___ Document

Riot (formerly known as Vector) is a Matrix web client built using the Matrix React SDK.

Supported Environments

Riot has several tiers of support for different environments:

  • Supported
    • Definition: Issues actively triaged, regressions block the release
    • Last 2 major versions of Chrome, Firefox, and Safari on desktop OSes
    • Latest release of official Riot Desktop app on desktop OSes
    • Desktop OSes means macOS, Windows, and Linux versions for desktop devices that are actively supported by the OS vendor and receive security updates
  • Experimental
    • Definition: Issues accepted, regressions do not block the release
    • Riot as an installed PWA via current stable version of Chrome, Firefox, and Safari
    • Mobile web for current stable version of Chrome, Firefox, and Safari on Android, iOS, and iPadOS
  • Not supported
    • Definition: Issues only affecting unsupported environments are closed
    • Everything else

For accessing Riot on an Android or iOS device, we currently recommend the native apps riot-android and riot-ios.

Getting Started

The easiest way to test Riot is to just use the hosted copy at https://riot.im/app. The develop branch is continuously deployed by Jenkins at https://riot.im/develop for those who like living dangerously.

To host your own copy of Riot, the quickest bet is to use a pre-built released version of Riot:

  1. Download the latest version from https://github.com/vector-im/riot-web/releases
  2. Untar the tarball on your web server
  3. Move (or symlink) the riot-x.x.x directory to an appropriate name
  4. Configure the correct caching headers in your webserver (see below)
  5. If desired, copy config.sample.json to config.json and edit it as desired. See the configuration docs for details.
  6. Enter the URL into your browser and log into Riot!

Releases are signed using gpg and the OpenPGP standard, and can be checked against the public key located at https://packages.riot.im/riot-release-key.asc.

Note that for the security of your chats will need to serve Riot over HTTPS. Major browsers also do not allow you to use VoIP/video chats over HTTP, as WebRTC is only usable over HTTPS. There are some exceptions like when using localhost, which is considered a secure context and thus allowed.

To install Riot as a desktop application, see Running as a desktop app below.

______
___ Supplied records

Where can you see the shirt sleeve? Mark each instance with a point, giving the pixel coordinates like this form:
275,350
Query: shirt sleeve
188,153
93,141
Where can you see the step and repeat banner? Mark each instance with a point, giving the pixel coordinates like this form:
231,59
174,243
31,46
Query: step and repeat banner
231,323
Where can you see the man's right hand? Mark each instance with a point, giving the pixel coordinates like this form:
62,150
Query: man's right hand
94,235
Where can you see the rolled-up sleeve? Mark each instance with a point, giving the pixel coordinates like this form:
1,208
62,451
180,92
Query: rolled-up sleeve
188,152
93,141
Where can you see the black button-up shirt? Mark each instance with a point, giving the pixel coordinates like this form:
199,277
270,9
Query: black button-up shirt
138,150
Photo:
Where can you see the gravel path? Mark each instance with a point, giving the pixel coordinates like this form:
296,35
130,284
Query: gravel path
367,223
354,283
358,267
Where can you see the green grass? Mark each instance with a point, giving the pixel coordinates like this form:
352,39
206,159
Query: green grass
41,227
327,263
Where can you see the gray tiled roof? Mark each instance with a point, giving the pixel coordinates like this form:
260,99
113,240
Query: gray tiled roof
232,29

______

- **Stated goal 1**
In the Riot text, write out the passage starting at "For accessing Riot" and ending at "webserver (see below)".
- **Stated goal 2**
According to the Riot text, which native apps are recommended for accessing Riot on an Android or iOS device?
- **Stated goal 3**
Which web addresses (URLs) appear in the Riot text? List every one.

- **Answer 1**
For accessing Riot on an Android or iOS device, we currently recommend the native apps riot-android and riot-ios.

Getting Started

The easiest way to test Riot is to just use the hosted copy at https://riot.im/app. The develop branch is continuously deployed by Jenkins at https://riot.im/develop for those who like living dangerously.

To host your own copy of Riot, the quickest bet is to use a pre-built released version of Riot:

  1. Download the latest version from https://github.com/vector-im/riot-web/releases
  2. Untar the tarball on your web server
  3. Move (or symlink) the riot-x.x.x directory to an appropriate name
  4. Configure the correct caching headers in your webserver (see below)

- **Answer 2**
The native apps riot-android and riot-ios.

- **Answer 3**
- https://riot.im/app
- https://riot.im/develop
- https://github.com/vector-im/riot-web/releases
- https://packages.riot.im/riot-release-key.asc